#### TASK OBJECTIVE
Print the entries exactly as they appear, and omit any images.

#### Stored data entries
====================
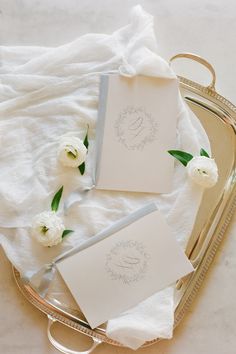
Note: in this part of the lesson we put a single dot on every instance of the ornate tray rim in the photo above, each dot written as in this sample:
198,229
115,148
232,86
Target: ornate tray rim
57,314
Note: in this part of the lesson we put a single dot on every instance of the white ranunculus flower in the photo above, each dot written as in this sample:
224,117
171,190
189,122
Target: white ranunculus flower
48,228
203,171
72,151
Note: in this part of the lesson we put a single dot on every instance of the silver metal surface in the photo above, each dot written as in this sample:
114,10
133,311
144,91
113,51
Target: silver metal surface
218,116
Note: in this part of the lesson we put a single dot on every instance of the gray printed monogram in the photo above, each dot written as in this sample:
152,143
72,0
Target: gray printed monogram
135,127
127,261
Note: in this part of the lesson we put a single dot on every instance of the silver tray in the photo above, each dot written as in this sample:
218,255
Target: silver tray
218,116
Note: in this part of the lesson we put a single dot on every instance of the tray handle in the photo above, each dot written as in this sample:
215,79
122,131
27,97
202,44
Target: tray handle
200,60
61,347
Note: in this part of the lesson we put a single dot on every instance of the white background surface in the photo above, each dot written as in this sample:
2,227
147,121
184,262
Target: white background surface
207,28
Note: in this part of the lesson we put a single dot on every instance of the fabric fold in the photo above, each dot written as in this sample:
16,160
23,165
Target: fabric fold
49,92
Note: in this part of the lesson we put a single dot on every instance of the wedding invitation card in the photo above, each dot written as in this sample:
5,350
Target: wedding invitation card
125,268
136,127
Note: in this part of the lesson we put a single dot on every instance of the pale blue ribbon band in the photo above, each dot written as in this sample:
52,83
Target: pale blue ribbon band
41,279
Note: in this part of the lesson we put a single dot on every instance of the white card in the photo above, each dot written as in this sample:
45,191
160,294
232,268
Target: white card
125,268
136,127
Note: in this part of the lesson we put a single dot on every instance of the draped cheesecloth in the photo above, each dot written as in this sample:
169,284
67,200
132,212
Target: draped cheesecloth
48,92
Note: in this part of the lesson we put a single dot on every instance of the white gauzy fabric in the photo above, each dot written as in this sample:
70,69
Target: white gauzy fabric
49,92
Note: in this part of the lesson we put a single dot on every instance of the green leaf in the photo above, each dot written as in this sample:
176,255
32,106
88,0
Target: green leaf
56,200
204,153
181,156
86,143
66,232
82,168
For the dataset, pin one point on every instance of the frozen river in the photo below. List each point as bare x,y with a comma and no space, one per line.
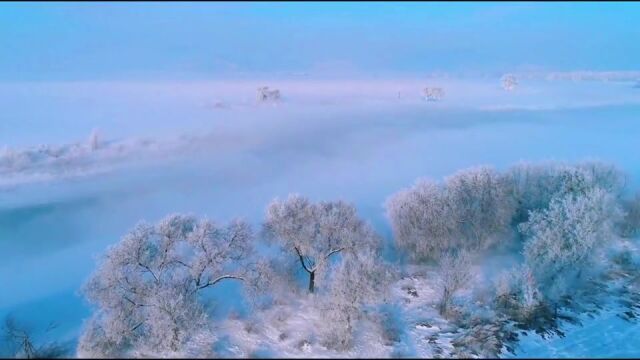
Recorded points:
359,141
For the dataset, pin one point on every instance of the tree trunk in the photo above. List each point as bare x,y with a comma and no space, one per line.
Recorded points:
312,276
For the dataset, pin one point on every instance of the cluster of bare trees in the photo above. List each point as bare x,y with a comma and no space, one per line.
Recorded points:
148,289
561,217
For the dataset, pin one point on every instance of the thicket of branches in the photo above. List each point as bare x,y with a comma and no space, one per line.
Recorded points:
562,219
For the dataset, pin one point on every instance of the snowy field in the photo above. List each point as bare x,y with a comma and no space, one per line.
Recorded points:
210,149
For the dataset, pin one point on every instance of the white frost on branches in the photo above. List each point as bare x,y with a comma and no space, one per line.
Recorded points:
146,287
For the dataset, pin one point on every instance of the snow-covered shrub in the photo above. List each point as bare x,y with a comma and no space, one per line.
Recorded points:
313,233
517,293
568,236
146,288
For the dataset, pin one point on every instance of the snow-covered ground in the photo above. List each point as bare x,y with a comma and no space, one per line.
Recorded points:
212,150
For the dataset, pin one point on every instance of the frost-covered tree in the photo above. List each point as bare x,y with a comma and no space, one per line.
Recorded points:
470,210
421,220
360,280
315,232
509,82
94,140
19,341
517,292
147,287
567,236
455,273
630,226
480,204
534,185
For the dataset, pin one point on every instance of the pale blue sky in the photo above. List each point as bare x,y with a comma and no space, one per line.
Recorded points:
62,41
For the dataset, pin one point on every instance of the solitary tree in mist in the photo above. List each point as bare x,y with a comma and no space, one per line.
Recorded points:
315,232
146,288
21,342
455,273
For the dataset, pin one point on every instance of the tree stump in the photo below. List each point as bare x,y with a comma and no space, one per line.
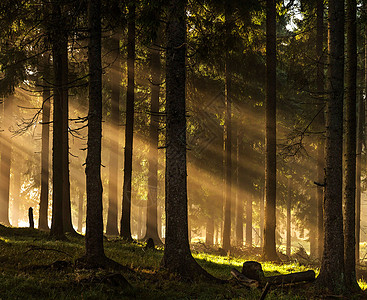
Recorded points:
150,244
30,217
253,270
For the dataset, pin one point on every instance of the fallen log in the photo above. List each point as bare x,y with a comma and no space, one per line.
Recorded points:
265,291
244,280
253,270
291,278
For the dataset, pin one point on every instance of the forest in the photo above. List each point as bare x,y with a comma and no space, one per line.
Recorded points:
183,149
====================
#### ANSWER TO THE PROBLEM
Note: in this part of the lesson we put a single dot on every instance of the ornate tray rim in the photo above, each dot written as in this sample:
198,229
115,148
232,86
Target: ornate tray rim
57,314
Note: in this part of the lesson we put a single dot on every instance of the white ranunculus flower in the photo above, each dot written as in this sample:
224,117
171,190
189,122
Target: white ranunculus flower
48,228
203,171
72,151
Note: in this part of the lesson we put a single dot on every instance of the silver metal surface in the photo above, each dot written as in this sample:
114,10
133,311
144,91
113,51
Target: silver metal surface
218,116
Note: in this part of the lesson we put a single dot on every instance of the gray printed monogram in the photo above, each dot written as in this sample:
152,143
72,0
Target: gray printed monogram
135,127
127,261
Note: in this part of the lesson we put a single dot on every instance of the silver tray in the photo above, each dot written as in this sample:
218,255
Target: silver tray
218,116
Note: in this part of the lesson we put a single dot on every instance of the tray handle in the photo above, each dot written as in this sample:
215,79
122,131
27,97
202,44
Target: tray handle
200,60
61,347
Note: in this part of the lesson we put a single dot on every instance of the white background surface in the photo above, each dot written as in this sample:
2,227
147,121
184,262
Target: white background surface
207,28
Note: in this part of the lesson we put a single dot on every instance of the fabric fold in the photo above, each dot written as in this sample:
16,160
23,165
Target: fabric fold
49,92
Note: in this part of the lesson we put a single dot on every instance of the wedding invitation card in the photo above, each dot written as in this sample:
5,350
Target: wedding invitation card
125,268
136,127
Note: in this part of the lesson we put a single dot on every instance of the pale blue ribbon band in the photo above, each dot written as in this sample:
52,83
Target: pale blue ribbon band
41,279
Note: in this part of the lesson we put a single dot on every instance of the white card in the photo above, each dot written as in this sample:
45,191
160,294
232,268
Target: white card
125,268
136,127
Note: in this part of the lesson we put a single dot on every instance of the draped cheesecloth in the photo above, each dot written as in this sample:
169,284
67,200
132,212
Target: draped cheesecloth
48,92
Note: in this part of the lesson we put a single dot on every instance of the white gauzy fabric in the photo above, each dot written as in this sample:
70,69
Target: white gauzy fabric
49,92
Note: in this part of the lesson we put a single dot on every instance of the green leaf in the photo above, each dot written as in this sample:
176,255
32,106
88,0
Target: green leaf
56,200
204,153
181,156
86,143
66,232
82,168
For the dataset, pin one point on every instance of the frozen river in the photo below. List each point as bare x,y with a comma and no space, one per line.
Recorded points:
359,141
For the dataset, pin one point on every instance of the tree trunk in the photo above. List each point as bare x,y with a comma and no space, one per line.
Recorded points:
312,276
For the dataset, pin one point on every instance of the cluster of bare trees in the photo above. List each point as bare x,y with a comma and no space, one per line.
Recorded points:
148,289
561,217
For the dataset, pin one point on every instance of the thicket of branches in the photo above. List each point as bare x,y with a comma and no space, one per line.
Recorded points:
562,219
For the dataset, pin one point on every instance of the snowy field in the photo above. List each point as bare x,y with a comma and no space, one per line.
Recorded points:
210,149
For the dataset, pin one point on every instance of the white frost on branches in the photo above. List each point as bare x,y with a comma and no space, one per line.
Recorded points:
146,287
For the dataset, pin one point on every instance of the snow-covered shrub in the photo above. List each point as bare x,y with a comma and no space, one per line.
Recorded points:
313,233
517,293
568,236
146,288
For the dataset, pin one point on every instance of the snow-covered ground in the photo above. List each point as bare x,y with a comma and no space, one per line.
Recorded points:
212,150
For the dataset, pin one point on every instance of the frost-covered tree in the photo above. List each point as bare x,y with a comma and no space, one per line.
Recorded points:
470,210
421,220
360,280
315,232
509,82
94,140
19,341
517,292
147,287
567,236
455,273
630,226
480,204
534,185
For the dataset, pin one point on every instance of the pale blue sky in the photo above. List each point as bare x,y with a comma and no space, one per line.
Recorded points:
62,41
For the dataset, pin one point on every instance of the solitary tree in mist in the photo above. List each point as bare x,y with a comma and no space, one per line.
Recorded points:
315,232
146,288
21,342
455,273
For the dataset, pin one point on every instance of the tree stump in the photo below. List each point as bare x,y with a comma and no space, one per line.
Recorded points:
150,244
30,217
253,270
For the dataset, pin one point on every instance of the fallen log in the photo above. List each point as bare x,y with a comma and no space, one per line.
Recorded points:
265,291
244,280
253,270
291,278
For the dataset, pin one point on every instance of the forest in the photo above. List each point as bare x,y with a comma and no space, one per line.
Recorded points:
183,149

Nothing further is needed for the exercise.